**WHAT YOU WILL DO:** Return the entire essay on the human urge to be good, word for word.

**PASSAGE TO READ:**
January 2002
By Suma Varughese
There is more to one’s inner urge towards goodness than mere conformity with social and ethical conditioning
Many of us, particularly parents, worry about the morals and ethics of today’s society and wonder how to safeguard our children from the temptations of drugs, crime, promiscuity, etc. There is, of course, no foolproof way of doing so, but I think one of the strongest forces working in favor of virtue is every human being’s intense desire to be good. At the basic level, thanks to the conditioning we receive from our earliest age, this translates into a need for society’s approbation, to be seen as desirable role models. Maybe it encourages hypocrisy and the projection of appearances; on the other hand, how many times it must have stopped us from giving in to our lawless desires? Society’s disapproval is a powerful deterrent to bad behavior.
But there is more to the urge to be good than merely conformity to societal norms. All of us want nothing more than to be good. To win our own approval, to be at ease with our own selves, to satisfy our own ideals of behavior, to be in harmony with our conscience—all these are absolutely necessary for well being.
This need has its negative fallouts too. Often we prefer to live in illusions about our behavior and our motives rather than admit our fault. A psychiatrist friend mentioned the case of a homosexual who got married out of deference to his family’s wishes but has not consummated the marriage. In order to retain his reputation both in her eyes and his own, he blamed it on her lack of charm. Most of us do it all the time. We take a dislike to a stranger at first sight and attribute it to their appearance or their resemblance to the kindergarten bully.

**PROVIDED RECORDS:**
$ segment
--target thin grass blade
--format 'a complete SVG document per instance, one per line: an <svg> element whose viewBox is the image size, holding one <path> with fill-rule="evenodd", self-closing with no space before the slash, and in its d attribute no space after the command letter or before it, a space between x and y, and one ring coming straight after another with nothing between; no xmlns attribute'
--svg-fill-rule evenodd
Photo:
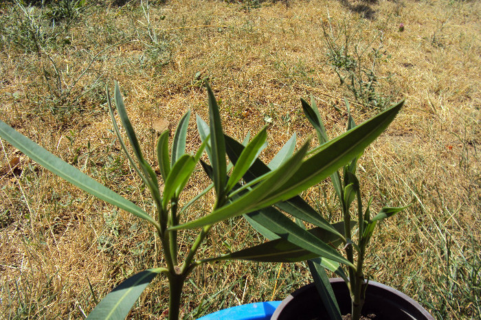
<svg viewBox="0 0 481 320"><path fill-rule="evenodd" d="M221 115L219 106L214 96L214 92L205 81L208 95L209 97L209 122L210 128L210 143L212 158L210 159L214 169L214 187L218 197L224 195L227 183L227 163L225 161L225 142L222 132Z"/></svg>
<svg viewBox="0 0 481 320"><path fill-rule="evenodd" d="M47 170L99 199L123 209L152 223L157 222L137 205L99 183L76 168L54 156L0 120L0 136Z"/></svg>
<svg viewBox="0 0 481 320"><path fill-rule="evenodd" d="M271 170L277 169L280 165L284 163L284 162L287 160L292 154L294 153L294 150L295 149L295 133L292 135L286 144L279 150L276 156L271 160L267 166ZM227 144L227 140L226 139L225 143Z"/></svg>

**WRITTEN REPLY:**
January 2002
By Suma Varughese
There is more to one’s inner urge towards goodness than mere conformity with social and ethical conditioning
Many of us, particularly parents, worry about the morals and ethics of today’s society and wonder how to safeguard our children from the temptations of drugs, crime, promiscuity, etc. There is, of course, no foolproof way of doing so, but I think one of the strongest forces working in favor of virtue is every human being’s intense desire to be good. At the basic level, thanks to the conditioning we receive from our earliest age, this translates into a need for society’s approbation, to be seen as desirable role models. Maybe it encourages hypocrisy and the projection of appearances; on the other hand, how many times it must have stopped us from giving in to our lawless desires? Society’s disapproval is a powerful deterrent to bad behavior.
But there is more to the urge to be good than merely conformity to societal norms. All of us want nothing more than to be good. To win our own approval, to be at ease with our own selves, to satisfy our own ideals of behavior, to be in harmony with our conscience—all these are absolutely necessary for well being.
This need has its negative fallouts too. Often we prefer to live in illusions about our behavior and our motives rather than admit our fault. A psychiatrist friend mentioned the case of a homosexual who got married out of deference to his family’s wishes but has not consummated the marriage. In order to retain his reputation both in her eyes and his own, he blamed it on her lack of charm. Most of us do it all the time. We take a dislike to a stranger at first sight and attribute it to their appearance or their resemblance to the kindergarten bully.